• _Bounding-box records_
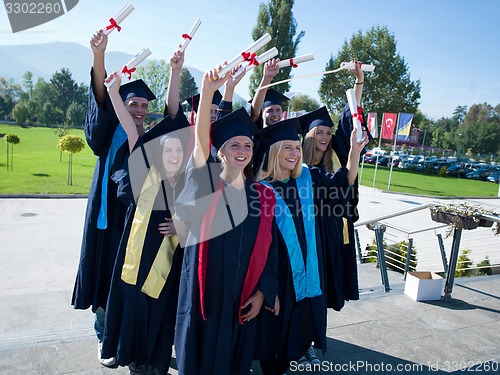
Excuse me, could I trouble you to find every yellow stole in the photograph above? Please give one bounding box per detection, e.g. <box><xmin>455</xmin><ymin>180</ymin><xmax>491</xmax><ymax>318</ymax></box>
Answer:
<box><xmin>121</xmin><ymin>166</ymin><xmax>179</xmax><ymax>299</ymax></box>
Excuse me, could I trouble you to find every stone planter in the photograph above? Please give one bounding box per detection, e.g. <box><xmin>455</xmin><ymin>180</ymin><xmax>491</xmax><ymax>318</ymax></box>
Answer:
<box><xmin>431</xmin><ymin>211</ymin><xmax>480</xmax><ymax>230</ymax></box>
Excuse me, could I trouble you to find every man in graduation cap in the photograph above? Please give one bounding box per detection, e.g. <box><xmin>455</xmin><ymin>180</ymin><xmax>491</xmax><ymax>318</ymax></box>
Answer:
<box><xmin>71</xmin><ymin>30</ymin><xmax>156</xmax><ymax>366</ymax></box>
<box><xmin>252</xmin><ymin>89</ymin><xmax>289</xmax><ymax>129</ymax></box>
<box><xmin>250</xmin><ymin>59</ymin><xmax>288</xmax><ymax>129</ymax></box>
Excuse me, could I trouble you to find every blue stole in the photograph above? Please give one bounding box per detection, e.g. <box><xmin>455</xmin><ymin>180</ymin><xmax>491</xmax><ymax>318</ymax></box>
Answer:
<box><xmin>97</xmin><ymin>124</ymin><xmax>127</xmax><ymax>229</ymax></box>
<box><xmin>261</xmin><ymin>164</ymin><xmax>322</xmax><ymax>301</ymax></box>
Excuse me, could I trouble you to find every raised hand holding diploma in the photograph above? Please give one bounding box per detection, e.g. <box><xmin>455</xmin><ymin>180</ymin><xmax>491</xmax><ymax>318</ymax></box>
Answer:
<box><xmin>104</xmin><ymin>48</ymin><xmax>151</xmax><ymax>87</ymax></box>
<box><xmin>96</xmin><ymin>3</ymin><xmax>134</xmax><ymax>46</ymax></box>
<box><xmin>180</xmin><ymin>18</ymin><xmax>201</xmax><ymax>52</ymax></box>
<box><xmin>345</xmin><ymin>89</ymin><xmax>363</xmax><ymax>143</ymax></box>
<box><xmin>340</xmin><ymin>61</ymin><xmax>375</xmax><ymax>72</ymax></box>
<box><xmin>279</xmin><ymin>53</ymin><xmax>314</xmax><ymax>69</ymax></box>
<box><xmin>219</xmin><ymin>33</ymin><xmax>272</xmax><ymax>78</ymax></box>
<box><xmin>232</xmin><ymin>47</ymin><xmax>278</xmax><ymax>78</ymax></box>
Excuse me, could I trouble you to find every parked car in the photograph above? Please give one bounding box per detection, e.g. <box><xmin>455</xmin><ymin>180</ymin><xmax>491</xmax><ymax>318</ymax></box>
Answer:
<box><xmin>446</xmin><ymin>165</ymin><xmax>471</xmax><ymax>178</ymax></box>
<box><xmin>365</xmin><ymin>155</ymin><xmax>390</xmax><ymax>167</ymax></box>
<box><xmin>465</xmin><ymin>168</ymin><xmax>492</xmax><ymax>181</ymax></box>
<box><xmin>486</xmin><ymin>172</ymin><xmax>500</xmax><ymax>184</ymax></box>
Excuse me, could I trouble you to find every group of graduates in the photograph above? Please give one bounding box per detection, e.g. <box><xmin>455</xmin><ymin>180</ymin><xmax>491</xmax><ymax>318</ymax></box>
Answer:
<box><xmin>72</xmin><ymin>27</ymin><xmax>368</xmax><ymax>375</ymax></box>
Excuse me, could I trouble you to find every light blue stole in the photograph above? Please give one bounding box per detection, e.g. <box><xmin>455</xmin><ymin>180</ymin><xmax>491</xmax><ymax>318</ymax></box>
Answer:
<box><xmin>97</xmin><ymin>124</ymin><xmax>127</xmax><ymax>229</ymax></box>
<box><xmin>261</xmin><ymin>164</ymin><xmax>322</xmax><ymax>301</ymax></box>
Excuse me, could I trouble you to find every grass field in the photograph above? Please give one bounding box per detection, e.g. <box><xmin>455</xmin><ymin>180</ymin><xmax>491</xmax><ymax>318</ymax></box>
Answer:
<box><xmin>0</xmin><ymin>124</ymin><xmax>498</xmax><ymax>197</ymax></box>
<box><xmin>0</xmin><ymin>124</ymin><xmax>96</xmax><ymax>194</ymax></box>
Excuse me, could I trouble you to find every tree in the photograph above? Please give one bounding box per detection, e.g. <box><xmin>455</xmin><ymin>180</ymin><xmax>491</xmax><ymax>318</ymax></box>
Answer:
<box><xmin>66</xmin><ymin>102</ymin><xmax>86</xmax><ymax>127</ymax></box>
<box><xmin>48</xmin><ymin>68</ymin><xmax>78</xmax><ymax>118</ymax></box>
<box><xmin>290</xmin><ymin>94</ymin><xmax>320</xmax><ymax>112</ymax></box>
<box><xmin>319</xmin><ymin>26</ymin><xmax>420</xmax><ymax>113</ymax></box>
<box><xmin>5</xmin><ymin>133</ymin><xmax>21</xmax><ymax>171</ymax></box>
<box><xmin>58</xmin><ymin>135</ymin><xmax>85</xmax><ymax>185</ymax></box>
<box><xmin>40</xmin><ymin>101</ymin><xmax>64</xmax><ymax>127</ymax></box>
<box><xmin>250</xmin><ymin>0</ymin><xmax>305</xmax><ymax>97</ymax></box>
<box><xmin>456</xmin><ymin>103</ymin><xmax>500</xmax><ymax>154</ymax></box>
<box><xmin>0</xmin><ymin>77</ymin><xmax>22</xmax><ymax>120</ymax></box>
<box><xmin>12</xmin><ymin>101</ymin><xmax>30</xmax><ymax>125</ymax></box>
<box><xmin>477</xmin><ymin>256</ymin><xmax>493</xmax><ymax>275</ymax></box>
<box><xmin>179</xmin><ymin>68</ymin><xmax>198</xmax><ymax>101</ymax></box>
<box><xmin>23</xmin><ymin>70</ymin><xmax>35</xmax><ymax>99</ymax></box>
<box><xmin>135</xmin><ymin>60</ymin><xmax>170</xmax><ymax>113</ymax></box>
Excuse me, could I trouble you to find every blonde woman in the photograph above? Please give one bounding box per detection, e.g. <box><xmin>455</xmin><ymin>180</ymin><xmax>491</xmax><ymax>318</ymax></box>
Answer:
<box><xmin>175</xmin><ymin>70</ymin><xmax>278</xmax><ymax>375</ymax></box>
<box><xmin>256</xmin><ymin>119</ymin><xmax>366</xmax><ymax>375</ymax></box>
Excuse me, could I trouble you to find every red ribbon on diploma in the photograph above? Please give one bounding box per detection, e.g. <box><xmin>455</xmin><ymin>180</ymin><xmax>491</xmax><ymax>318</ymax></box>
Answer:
<box><xmin>352</xmin><ymin>107</ymin><xmax>365</xmax><ymax>124</ymax></box>
<box><xmin>241</xmin><ymin>52</ymin><xmax>259</xmax><ymax>66</ymax></box>
<box><xmin>122</xmin><ymin>65</ymin><xmax>136</xmax><ymax>79</ymax></box>
<box><xmin>106</xmin><ymin>18</ymin><xmax>122</xmax><ymax>32</ymax></box>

• _Exercise_
Select and copy every line of the entries above that contains the string "blue". Case counts, so a line counts only if it holds that string in the same capitalization.

• _In response_
Excuse me, could I trouble you to find every blue stole in the photograph above? Please give one bounding box per detection, e.g. <box><xmin>455</xmin><ymin>180</ymin><xmax>491</xmax><ymax>318</ymax></box>
Excuse me, could I trouble you to find every light blue stole in the photograph above? Please give one bounding box per detection, e.g. <box><xmin>455</xmin><ymin>180</ymin><xmax>491</xmax><ymax>318</ymax></box>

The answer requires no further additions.